Restate exactly, please, each line of the listing from the one with "A single marker falls on each instance of the snowdrift" to the last, including both.
--- Source records ---
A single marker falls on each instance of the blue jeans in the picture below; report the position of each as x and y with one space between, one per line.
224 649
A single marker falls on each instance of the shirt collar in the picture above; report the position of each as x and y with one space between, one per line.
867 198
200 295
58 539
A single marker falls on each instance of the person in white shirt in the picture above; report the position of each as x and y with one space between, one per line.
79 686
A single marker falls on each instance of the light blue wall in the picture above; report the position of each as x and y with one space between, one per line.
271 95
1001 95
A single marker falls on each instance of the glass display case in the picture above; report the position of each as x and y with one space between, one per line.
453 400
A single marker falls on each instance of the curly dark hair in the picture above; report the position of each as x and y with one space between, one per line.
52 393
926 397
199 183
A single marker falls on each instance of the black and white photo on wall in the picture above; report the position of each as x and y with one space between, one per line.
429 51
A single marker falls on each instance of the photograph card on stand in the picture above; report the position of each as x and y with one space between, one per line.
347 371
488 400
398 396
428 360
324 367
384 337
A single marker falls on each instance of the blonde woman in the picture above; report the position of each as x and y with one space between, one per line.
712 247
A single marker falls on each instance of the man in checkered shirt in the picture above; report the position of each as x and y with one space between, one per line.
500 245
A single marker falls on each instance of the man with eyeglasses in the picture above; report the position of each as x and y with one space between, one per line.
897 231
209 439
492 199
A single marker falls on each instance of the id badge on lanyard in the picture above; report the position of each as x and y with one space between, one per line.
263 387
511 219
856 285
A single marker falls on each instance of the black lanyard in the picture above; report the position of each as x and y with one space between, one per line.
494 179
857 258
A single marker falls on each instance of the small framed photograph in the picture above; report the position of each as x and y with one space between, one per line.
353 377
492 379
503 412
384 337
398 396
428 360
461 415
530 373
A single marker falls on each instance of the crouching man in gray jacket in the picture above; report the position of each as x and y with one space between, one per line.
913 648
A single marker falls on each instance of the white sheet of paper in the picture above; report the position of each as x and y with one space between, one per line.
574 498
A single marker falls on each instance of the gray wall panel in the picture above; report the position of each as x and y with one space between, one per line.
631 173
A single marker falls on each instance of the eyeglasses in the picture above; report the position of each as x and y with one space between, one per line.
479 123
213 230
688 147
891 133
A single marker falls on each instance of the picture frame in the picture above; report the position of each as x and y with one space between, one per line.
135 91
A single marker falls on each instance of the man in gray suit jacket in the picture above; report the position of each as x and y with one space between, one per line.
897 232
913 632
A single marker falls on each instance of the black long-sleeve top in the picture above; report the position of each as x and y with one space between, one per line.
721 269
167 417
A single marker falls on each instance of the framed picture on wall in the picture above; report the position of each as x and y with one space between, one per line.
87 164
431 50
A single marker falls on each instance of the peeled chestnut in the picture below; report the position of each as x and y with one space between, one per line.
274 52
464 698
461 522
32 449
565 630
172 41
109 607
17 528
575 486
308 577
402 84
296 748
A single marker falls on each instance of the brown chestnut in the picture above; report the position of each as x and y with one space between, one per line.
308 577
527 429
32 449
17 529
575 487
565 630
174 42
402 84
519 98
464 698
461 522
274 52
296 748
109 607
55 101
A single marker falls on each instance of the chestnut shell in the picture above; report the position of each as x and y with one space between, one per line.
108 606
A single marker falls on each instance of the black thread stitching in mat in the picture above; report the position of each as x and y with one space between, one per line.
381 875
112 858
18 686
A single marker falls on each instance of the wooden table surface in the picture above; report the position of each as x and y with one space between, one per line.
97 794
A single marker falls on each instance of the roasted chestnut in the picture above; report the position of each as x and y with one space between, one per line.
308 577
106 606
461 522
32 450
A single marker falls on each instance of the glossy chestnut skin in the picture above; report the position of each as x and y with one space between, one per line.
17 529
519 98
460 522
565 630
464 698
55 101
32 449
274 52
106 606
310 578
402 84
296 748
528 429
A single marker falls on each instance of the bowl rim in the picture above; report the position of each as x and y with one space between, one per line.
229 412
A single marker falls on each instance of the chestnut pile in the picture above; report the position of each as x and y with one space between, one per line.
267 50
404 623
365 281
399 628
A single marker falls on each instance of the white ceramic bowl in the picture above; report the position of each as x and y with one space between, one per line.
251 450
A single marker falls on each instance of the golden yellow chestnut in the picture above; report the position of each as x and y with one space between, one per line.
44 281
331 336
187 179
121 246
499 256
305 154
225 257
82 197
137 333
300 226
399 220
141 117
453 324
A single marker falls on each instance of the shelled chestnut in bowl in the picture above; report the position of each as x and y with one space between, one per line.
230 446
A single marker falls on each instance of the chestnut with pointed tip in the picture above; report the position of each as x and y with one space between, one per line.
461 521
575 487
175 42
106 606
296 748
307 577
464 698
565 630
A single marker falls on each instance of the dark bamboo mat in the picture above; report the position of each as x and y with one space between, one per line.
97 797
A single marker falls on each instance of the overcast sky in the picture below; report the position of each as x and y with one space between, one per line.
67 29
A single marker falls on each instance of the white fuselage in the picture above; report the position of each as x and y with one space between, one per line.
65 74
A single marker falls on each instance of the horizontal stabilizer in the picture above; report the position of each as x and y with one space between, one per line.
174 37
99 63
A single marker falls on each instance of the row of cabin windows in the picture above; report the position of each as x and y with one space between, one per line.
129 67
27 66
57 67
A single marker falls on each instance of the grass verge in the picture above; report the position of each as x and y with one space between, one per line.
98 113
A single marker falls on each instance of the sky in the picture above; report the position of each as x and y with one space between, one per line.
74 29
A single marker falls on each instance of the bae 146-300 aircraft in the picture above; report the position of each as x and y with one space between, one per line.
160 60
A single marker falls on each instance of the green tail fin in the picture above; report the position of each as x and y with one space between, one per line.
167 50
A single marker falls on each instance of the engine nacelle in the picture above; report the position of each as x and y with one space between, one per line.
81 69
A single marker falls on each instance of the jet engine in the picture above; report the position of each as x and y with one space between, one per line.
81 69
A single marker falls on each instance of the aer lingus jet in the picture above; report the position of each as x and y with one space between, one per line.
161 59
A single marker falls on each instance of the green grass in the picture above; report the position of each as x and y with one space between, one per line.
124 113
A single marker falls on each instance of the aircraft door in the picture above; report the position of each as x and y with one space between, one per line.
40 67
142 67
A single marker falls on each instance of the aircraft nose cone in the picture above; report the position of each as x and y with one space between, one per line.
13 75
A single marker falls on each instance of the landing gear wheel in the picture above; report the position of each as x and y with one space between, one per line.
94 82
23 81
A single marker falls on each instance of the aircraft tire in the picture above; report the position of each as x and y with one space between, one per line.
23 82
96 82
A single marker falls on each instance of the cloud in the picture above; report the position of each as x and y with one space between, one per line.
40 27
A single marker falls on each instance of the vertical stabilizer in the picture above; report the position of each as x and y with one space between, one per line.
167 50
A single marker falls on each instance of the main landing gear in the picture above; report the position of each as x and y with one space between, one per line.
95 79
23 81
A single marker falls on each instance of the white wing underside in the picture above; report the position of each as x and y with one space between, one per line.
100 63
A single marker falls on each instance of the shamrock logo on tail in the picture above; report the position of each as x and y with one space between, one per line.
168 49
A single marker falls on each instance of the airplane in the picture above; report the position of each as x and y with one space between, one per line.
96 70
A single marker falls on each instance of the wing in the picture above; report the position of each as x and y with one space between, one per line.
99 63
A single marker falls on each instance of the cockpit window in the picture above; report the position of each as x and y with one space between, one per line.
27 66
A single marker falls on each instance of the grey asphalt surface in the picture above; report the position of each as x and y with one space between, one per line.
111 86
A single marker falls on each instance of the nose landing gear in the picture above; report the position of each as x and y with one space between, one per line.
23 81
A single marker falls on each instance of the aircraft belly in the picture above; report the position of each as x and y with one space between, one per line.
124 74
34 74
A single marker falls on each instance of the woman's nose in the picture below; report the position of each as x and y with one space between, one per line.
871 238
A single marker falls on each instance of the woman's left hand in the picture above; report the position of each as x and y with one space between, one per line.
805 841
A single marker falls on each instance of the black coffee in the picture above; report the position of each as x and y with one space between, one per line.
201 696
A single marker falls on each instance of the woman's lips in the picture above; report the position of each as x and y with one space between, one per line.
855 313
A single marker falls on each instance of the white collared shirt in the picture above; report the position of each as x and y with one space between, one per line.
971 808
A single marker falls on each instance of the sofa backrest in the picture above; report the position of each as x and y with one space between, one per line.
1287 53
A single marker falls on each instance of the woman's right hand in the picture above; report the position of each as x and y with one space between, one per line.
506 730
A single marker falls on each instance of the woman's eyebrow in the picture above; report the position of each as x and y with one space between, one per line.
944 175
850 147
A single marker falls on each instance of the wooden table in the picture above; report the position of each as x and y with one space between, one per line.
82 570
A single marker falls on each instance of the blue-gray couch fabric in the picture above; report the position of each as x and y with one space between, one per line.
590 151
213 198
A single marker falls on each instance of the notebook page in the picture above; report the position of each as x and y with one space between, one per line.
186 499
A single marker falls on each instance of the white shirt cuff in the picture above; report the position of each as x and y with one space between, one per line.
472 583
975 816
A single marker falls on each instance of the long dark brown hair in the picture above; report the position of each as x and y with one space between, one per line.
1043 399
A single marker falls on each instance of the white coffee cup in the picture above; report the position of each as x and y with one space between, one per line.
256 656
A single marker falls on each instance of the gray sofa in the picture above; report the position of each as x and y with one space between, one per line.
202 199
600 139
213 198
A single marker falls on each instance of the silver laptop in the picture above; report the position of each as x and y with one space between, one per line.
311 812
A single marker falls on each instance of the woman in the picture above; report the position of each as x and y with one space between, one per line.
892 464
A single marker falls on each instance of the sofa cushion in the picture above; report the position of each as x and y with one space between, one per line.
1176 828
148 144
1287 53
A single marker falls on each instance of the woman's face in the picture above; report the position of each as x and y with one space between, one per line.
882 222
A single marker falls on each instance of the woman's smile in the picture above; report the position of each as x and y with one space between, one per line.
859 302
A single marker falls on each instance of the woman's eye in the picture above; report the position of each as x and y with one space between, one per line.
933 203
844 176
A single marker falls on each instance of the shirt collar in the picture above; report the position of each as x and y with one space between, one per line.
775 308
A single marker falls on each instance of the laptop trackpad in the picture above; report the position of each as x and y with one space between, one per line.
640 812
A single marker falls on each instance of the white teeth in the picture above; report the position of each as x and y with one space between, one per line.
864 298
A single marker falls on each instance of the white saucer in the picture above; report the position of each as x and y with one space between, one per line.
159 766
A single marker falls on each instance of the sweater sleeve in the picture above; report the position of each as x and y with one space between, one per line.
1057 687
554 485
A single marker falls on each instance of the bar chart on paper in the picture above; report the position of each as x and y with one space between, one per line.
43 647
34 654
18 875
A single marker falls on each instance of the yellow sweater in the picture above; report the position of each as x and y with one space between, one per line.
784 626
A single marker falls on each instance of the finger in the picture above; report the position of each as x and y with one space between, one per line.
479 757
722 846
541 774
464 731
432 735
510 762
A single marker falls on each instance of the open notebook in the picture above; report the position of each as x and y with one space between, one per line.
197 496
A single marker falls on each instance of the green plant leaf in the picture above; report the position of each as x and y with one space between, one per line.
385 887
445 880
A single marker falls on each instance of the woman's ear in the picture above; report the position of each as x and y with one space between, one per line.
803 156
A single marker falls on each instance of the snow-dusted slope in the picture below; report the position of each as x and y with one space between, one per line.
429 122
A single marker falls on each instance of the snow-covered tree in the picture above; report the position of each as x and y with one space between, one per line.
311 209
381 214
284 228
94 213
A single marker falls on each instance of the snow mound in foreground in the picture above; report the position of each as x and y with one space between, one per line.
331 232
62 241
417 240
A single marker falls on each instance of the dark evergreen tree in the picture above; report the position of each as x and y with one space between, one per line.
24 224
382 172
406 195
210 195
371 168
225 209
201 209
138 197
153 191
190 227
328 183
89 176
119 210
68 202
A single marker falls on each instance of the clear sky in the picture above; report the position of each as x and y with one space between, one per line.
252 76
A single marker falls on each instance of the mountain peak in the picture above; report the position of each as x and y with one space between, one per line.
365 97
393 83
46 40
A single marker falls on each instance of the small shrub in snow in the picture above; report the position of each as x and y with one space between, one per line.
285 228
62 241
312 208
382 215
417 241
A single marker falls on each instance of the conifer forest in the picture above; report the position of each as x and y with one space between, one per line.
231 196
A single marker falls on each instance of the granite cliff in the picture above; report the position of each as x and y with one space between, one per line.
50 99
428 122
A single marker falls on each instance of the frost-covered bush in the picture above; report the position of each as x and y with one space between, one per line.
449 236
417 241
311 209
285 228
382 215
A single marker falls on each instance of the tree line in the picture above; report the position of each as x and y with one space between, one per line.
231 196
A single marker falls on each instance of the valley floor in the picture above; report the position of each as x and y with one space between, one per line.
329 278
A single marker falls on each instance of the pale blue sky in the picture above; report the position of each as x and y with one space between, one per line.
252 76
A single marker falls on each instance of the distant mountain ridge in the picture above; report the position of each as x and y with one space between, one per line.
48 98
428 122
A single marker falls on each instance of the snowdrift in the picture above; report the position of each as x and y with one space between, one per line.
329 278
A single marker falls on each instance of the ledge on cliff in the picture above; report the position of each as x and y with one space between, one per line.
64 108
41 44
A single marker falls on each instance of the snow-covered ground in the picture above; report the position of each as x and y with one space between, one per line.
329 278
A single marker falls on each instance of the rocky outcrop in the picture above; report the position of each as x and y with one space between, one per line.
---
▶ Exercise answer
A single marker falls on each instance of the snowdrift in the picture above; report the position of each as x and y with one space between, one per line.
329 278
A single marker falls on each instance of the ledge on cliff in the picture above; report the position of each as x and y with one space between, one per line.
64 108
41 44
A single marker falls on each instance of the snow-covered ground in the picture above; report the position of each as x and y with one space between, one per line.
329 278
A single marker falls on each instance of the rocky outcrop in the picture above; report the position of each as x and y with one space between, one per line.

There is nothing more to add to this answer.